» Using the information
1. For the ARC reasoning summary, decide whether each statement agrees with it: (a) the paper's evaluation approach is results-oriented; (b) the LLMs understood individual DSL functions; (c) advanced prompting techniques sharply raised accuracy. Answer yes or no for each, quoting the words that settle it.
2. Reproduce the stretch of the ARC reasoning summary from "Analysis of Inference" through "coherence of LLMs.".
3. Using the ARC reasoning summary, answer each question briefly:
(a) Which three constructs of the Language of Thought Hypothesis does the paper explore?
(b) Which prompting techniques does the paper apply when testing logical coherence?
(c) What practical applications are listed?

» Given passage
----
Evaluation of Reasoning Capabilities in LLMs Using the Abstraction and Reasoning Corpus

The paper entitled "Reasoning Abilities of LLMs: In-Depth Analysis on the Abstraction and Reasoning Corpus" offers an insightful exploration of the inference abilities of LLMs through the lens of the Abstraction and Reasoning Corpus (ARC). This research introduces a process-centric approach to assess the logical reasoning capabilities of LLMs, diverging from the traditional results-oriented evaluation frameworks. The paper employs ARC, a benchmark focusing on challenging logical structures, to understand how LLMs mimic human-like reasoning.

Analysis of Inference Abilities

The paper embarks on a rigorous evaluation of LLMs' reasoning skills by exploring three primary constructs of the Language of Thought Hypothesis (LoTH): logical coherence, compositionality, and productivity. These constructs are carefully mapped to ARC tasks, facilitating a nuanced analysis of the models' performance.

Logical Coherence: The paper applies advanced prompting techniques such as Chain of Thought (CoT), Least to Most (LtM), and Tree of Thought (ToT). Despite these sophisticated methods, the results indicate only modest improvements in accuracy levels, highlighting significant deficiencies in the logical coherence of LLMs.

Compositionality: The authors engage LLMs with Domain-Specific Languages (DSLs) within the ARC framework to appraise their capability to combine simpler functions into complex operations. Notably, the LLMs show a marked understanding of individual functions but fall short in synthesizing these into coherent solutions for more complex tasks. This indicates the need for enhanced compositionality within present LLM architectures.

Productivity: By examining the models’ ability to generate unseen inputs from given outputs, the research underscores limitations in LLMs' productivity. The LLMs' inability to effectively derive new examples reflects a fundamental gap in stepping beyond deterministic learning processes to dynamic generalization, an aspect intrinsic to human reasoning.

Implications and Forward Pathways

This investigation probes critical aspects of LLM development, showcasing potential growth paths toward human-level reasoning. Despite the noted shortcomings, the analysis elucidates pathways for enhancing LLMs through diversified architectural strategies, fine-tuning procedures, and enriched prompt methodologies.

Practical Implications

The pursuit of augmenting LLM inferential capacities holds promising implications for practical applications, such as automated logic processing, AI-driven problem-solving, and enhanced machine reasoning in dynamic environments.
----
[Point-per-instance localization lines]

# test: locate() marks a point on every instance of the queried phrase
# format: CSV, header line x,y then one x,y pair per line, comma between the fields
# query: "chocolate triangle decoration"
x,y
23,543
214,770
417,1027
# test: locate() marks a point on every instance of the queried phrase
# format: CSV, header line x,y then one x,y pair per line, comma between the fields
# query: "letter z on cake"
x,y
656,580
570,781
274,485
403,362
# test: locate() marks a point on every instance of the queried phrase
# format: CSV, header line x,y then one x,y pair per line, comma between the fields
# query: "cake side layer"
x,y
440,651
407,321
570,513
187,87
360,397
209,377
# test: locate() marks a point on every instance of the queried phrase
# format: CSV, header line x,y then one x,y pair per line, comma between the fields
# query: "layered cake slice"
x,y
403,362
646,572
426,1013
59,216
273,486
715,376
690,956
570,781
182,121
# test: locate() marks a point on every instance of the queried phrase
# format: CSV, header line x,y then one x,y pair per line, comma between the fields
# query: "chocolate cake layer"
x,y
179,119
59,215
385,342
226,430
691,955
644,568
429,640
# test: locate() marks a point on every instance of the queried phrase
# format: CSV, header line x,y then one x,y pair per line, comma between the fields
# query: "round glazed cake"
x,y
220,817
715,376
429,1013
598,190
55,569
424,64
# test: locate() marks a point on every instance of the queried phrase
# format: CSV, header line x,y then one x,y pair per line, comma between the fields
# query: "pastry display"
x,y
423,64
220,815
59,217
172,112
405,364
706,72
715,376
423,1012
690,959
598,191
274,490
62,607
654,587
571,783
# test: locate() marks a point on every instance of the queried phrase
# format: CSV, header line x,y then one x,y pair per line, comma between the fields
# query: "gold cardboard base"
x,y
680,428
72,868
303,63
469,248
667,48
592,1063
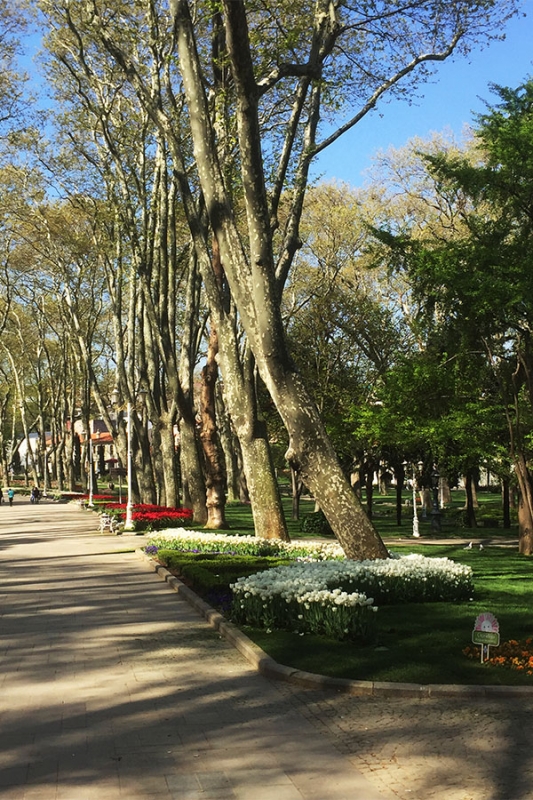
----
» Exercise results
1.
(a) No: "diverging from the traditional results-oriented evaluation frameworks"
(b) Yes: "the LLMs show a marked understanding of individual functions"
(c) No: "the results indicate only modest improvements in accuracy levels"

2.
Analysis of Inference Abilities

The paper embarks on a rigorous evaluation of LLMs' reasoning skills by exploring three primary constructs of the Language of Thought Hypothesis (LoTH): logical coherence, compositionality, and productivity. These constructs are carefully mapped to ARC tasks, facilitating a nuanced analysis of the models' performance.

Logical Coherence: The paper applies advanced prompting techniques such as Chain of Thought (CoT), Least to Most (LtM), and Tree of Thought (ToT). Despite these sophisticated methods, the results indicate only modest improvements in accuracy levels, highlighting significant deficiencies in the logical coherence of LLMs.

3.
(a) Logical coherence, compositionality, and productivity
(b) Chain of Thought (CoT), Least to Most (LtM), and Tree of Thought (ToT)
(c) Automated logic processing, AI-driven problem-solving, and enhanced machine reasoning in dynamic environments